> Given text:
9. Dr. Jane Cooke Wright: Physician and Cancer Researcher
Dr. Jane Cooke Wright was a physician and cancer researcher who defied both gender and racial barriers in a profession long dominated by white men. She dedicated her career to the advancement of cancer treatment and helped make chemotherapy a viable treatment option.
In the 1940s, chemotherapy was thought of as a “last resort,” and was still in the experimental stages of drug development. As a result, the types of drugs available (as well as their prescribed dosages) weren’t well defined.
From an already distinguished medical family, Wright began her career as a researcher working alongside her father at a cancer center he established at Harlem Hospital in New York.
Together, Jane and her father were one of the first groups of researchers to to discover the use of nitrogen-mustard as a treatment for cancer that led to remissions in patients with several major cancer types. Before this, many blood cancers were seen as incurable. When her father died in 1952, She took over as director of the Harlem Hospital Cancer Research Foundation.
In 1967, Dr. Wright became a professor of surgery at New York Medical College. At the time she was the highest ranking African American woman in a United States medical institution.
Her contributions to the research of chemotherapy have helped to change the face of medicine and continue to be used to this day.
10. Ina May Gaskin: Midwife, Author
Often referred to as the Mother of Midwifery, Gaskin’s work challenged our accepted notions of what a “normal” birth should be and encouraged women to believe in the strength and intuition of their bodies, and not to rely on what an OB dictates. She firmly believed that giving birth should be looked at as a normal life experience, and not a scary medical event.
In 1971 Gaskin founded a commune called The Farm in Tennessee. Around the same time, she created The Farm Midwifery Center, one of the first out-of-hospital birthing centers in the United States. Family and friends were commonly in attendance and were even encouraged to take an active role in the birth. Gaskin has been credited with the emergence and popularization of direct-entry midwifery (meaning, not training as a nurse first) in the U.S..

> Record excerpts:
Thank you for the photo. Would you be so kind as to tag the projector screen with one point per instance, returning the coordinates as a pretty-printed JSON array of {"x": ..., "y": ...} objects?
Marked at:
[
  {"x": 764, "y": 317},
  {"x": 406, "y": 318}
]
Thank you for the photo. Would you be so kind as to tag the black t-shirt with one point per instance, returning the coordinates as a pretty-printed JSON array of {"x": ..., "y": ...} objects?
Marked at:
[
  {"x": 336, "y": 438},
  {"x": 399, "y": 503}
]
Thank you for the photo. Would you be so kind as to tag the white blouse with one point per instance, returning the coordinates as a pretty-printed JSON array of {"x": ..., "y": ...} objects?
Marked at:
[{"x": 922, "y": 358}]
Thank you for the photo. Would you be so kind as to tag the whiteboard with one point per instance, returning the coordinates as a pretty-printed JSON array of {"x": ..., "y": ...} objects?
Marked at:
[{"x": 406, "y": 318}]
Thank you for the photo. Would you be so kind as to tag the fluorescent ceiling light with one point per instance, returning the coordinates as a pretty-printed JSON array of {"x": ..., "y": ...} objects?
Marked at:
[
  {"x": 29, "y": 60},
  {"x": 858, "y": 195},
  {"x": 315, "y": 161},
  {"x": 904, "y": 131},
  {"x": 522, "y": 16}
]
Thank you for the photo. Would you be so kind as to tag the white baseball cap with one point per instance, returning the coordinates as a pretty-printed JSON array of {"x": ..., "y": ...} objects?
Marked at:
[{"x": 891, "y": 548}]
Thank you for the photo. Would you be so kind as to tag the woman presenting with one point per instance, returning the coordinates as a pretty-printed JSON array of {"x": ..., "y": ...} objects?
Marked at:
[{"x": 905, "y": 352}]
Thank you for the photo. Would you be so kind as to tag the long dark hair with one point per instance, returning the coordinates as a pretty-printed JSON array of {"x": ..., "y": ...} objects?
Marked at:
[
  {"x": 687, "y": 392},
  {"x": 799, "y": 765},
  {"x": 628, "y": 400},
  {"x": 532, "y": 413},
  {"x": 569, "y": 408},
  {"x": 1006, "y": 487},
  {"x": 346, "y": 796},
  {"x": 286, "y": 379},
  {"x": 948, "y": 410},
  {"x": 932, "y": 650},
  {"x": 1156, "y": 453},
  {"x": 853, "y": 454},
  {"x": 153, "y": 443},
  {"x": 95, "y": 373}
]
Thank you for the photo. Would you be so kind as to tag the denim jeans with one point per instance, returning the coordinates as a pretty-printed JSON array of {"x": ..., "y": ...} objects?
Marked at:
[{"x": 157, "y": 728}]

> Questions on the material:
A. In the text on women in medicine, what position did Jane Cooke Wright take over when her father died in 1952?
B. Continue the text on women in medicine, picking up after its final sentence about direct-entry midwifery in the U.S.
None of the listing is needed for these tasks.

> Numbered responses:
A. She became director of the Harlem Hospital Cancer Research Foundation.

B.
According to Carol Lorente, Gaskin’s work might not have had the impact it did, had it not been for her book Spiritual Midwifery which was published in 1977. Lorente writes, “Considered a seminal work, it presented pregnancy, childbirth and breastfeeding from a fresh, natural and spiritual perspective, rather than the standard clinical viewpoint. In home birth and midwifery circles, it made her a household name, and a widely respected teacher and writer.” From that point on, Gaskin was often asked to speak at midwifery events around the world and is still to this day admired by many natural birthing practitioners.
11. Virginia Apgar: Obstetrical Anesthesiologist, Professor, and Creator of the Apgar Score
It has been said that “every baby born in a modern hospital anywhere in the world is looked at first through the eyes of Virginia Apgar.” Back in the 1950s, Dr. Virginia Apgar created an quick and easy method for assessing newborn viability. This was incredibly important because, despite more and more women having babies in hospitals, newborn mortality rates remained high. Now known as the Apgar Score, her method not only reduced these mortality rates, but also laid the foundations for proper care of newborn infants, otherwise known as neonatology. While Dr. Apgar is best known for this achievement, she was also a leader in both the emerging field of anesthesiology as well as in teratology, the study of birth defects.
Born in 1909, Apgar grew up at a time where women had tremendous trouble entering the medical field and even then, with a medical degree behind them, they were often pushed into obscure branches of medicine or discouraged by their male colleagues.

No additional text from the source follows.